◆ **Objective a**:
Reproduce the records word for word, starting at the line that contains "of the leopard" and ending with the last line of the records.

◆ **Quoted passage**:
-=-=-=-=-

Post # 1
So, my older sister is my maid of honor and is planning my bachelorette party. So far I know that we’re going to Atlantic City, having dinner & going to a club. I’m sure that she will plan a fun night for everyone, BUT I am so afraid that she will get super drunk and ruin the entire night for me. I used to go out with her the time, but now I never want to b/c every time we do she gets REALLY drunk & I literally have to CARRY her out. We end up either having to leave early b/c she is passing out or she refuses to leave when she’s super drunk & I have to watch her like a hawk to make sure she doesn’t get hurt (or making out with some random guy!). NO FUN for anyone but her, so I don’t go out with her if there will be drinking involved (she even got like this at the beach last summer!). So, I’m starting to get very worried about the bachelorette party! I’ve tried to talk to her about this before (she’s 35, I don’t get why she won’t just grow up!), that I want to go out with her & have fun but not if she’s going to completely loose control. I never get through & she always ends up doing the same thing, I don’t know what if anything I should do.
Post # 3
Could you bring your parents in on the conversation? Maybe if you all sit down together, in a calm environment, and you explain your worries, with your parents backing you up, maybe then it’ll get through to her? I’m worried about this too, as my sister’s philosophy on drinking is that she better not remember the night the next morning! She drinks til she blacks out (and she’s 31). If your parents can’t or won’t back you up…could your fiance and friends? Or, and I know this is terrible, could you simply tell her thanks, but no thanks and ask another bridesmaid to throw your bachelorette? My sister got so offended that I even mentioned her maybe not drinking that she refuses to throw my bachelorette party. I may end up throwing my own, but frankly I’d rather do that then deal with a crazy drunk, ya know?
However it works out, good luck!
Post # 4
I think you need to sit her down and make sure that she realizes that this party is for you and that you don’t want to have to babysit her.
Post # 5
It sounds like you are letting her get away with this by owning her problem. Let her know up front that this is your night and you are not going to own her drinking problem. If she wants to get drunk and refuse to leave the bar, well too bad, you are going to leave her there and let her figure it out. She will probably be MUCH better behaved if she knows she is in charge of herself.
Post # 6
This just doesn’t sound like only trouble for your hen’s night, it sounds like she has a real problem with alcohol. Maybe you could sit her down and talk about your concerns. Maybe ask her to do something super important with you in the morning so she will planning on drinking less the night before. Just be careful how you bring it up because if she doesn’t think she has a problem, she could become very defensive.

-=-=-=-=-

◆ **Information shown**:
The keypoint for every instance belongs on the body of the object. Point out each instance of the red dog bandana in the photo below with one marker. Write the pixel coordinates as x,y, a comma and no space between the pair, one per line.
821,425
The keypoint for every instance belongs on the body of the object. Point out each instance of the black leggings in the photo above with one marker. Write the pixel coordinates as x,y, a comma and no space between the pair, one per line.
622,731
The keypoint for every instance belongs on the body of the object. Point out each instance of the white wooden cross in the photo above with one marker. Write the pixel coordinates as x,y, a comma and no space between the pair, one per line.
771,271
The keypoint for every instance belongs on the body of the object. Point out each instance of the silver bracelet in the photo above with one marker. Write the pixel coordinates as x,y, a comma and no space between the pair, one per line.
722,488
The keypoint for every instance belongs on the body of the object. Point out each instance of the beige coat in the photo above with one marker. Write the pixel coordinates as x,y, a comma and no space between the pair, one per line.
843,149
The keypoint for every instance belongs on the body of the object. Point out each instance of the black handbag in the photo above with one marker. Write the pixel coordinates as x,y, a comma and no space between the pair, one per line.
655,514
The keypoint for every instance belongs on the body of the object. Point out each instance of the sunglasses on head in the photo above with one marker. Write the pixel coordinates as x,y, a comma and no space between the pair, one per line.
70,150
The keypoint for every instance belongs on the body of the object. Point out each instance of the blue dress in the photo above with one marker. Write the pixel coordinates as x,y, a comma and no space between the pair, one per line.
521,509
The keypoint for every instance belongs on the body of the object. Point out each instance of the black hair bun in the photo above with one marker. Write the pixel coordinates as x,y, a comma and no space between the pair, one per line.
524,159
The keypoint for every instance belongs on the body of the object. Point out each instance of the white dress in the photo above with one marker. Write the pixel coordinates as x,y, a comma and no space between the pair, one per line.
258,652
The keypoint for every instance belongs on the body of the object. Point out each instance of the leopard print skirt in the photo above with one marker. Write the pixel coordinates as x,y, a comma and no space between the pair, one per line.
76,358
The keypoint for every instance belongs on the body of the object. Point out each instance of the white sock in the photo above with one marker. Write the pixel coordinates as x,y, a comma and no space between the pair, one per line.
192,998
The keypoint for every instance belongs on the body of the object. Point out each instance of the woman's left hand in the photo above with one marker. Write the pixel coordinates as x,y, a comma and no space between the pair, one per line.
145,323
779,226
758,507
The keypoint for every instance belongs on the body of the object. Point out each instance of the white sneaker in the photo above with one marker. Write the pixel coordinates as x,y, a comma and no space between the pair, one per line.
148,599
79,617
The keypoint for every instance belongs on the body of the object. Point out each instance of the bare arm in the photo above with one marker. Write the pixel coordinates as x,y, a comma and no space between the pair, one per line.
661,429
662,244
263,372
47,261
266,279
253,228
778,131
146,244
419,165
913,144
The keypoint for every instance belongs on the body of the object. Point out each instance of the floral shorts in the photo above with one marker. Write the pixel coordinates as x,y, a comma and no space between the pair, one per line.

-=-=-=-=-

◆ **Objective b**:
In the forum thread about the bachelorette party, list the plans that the first post says are known so far.

◆ **Expected output a**:
The keypoint for every instance belongs on the body of the object. Point out each instance of the leopard print skirt in the photo above with one marker. Write the pixel coordinates as x,y, a comma and no space between the pair, one per line.
76,358
The keypoint for every instance belongs on the body of the object. Point out each instance of the white sock in the photo above with one marker. Write the pixel coordinates as x,y, a comma and no space between the pair, one per line.
192,998
The keypoint for every instance belongs on the body of the object. Point out each instance of the woman's left hand in the photo above with one marker. Write the pixel coordinates as x,y, a comma and no space between the pair, one per line.
145,323
779,226
758,507
The keypoint for every instance belongs on the body of the object. Point out each instance of the white sneaker in the photo above with one marker. Write the pixel coordinates as x,y, a comma and no space between the pair, one per line.
148,599
79,617
The keypoint for every instance belongs on the body of the object. Point out each instance of the bare arm in the photo above with one marker. Write the pixel coordinates as x,y, a comma and no space between the pair, one per line.
661,429
662,244
263,372
47,261
266,279
253,228
778,131
146,244
419,165
913,144
The keypoint for every instance belongs on the body of the object. Point out each instance of the floral shorts in the photo above with one marker. Write the pixel coordinates as x,y, a comma and no space between the pair, one per line.

◆ **Expected output b**:
- Going to Atlantic City
- Having dinner
- Going to a club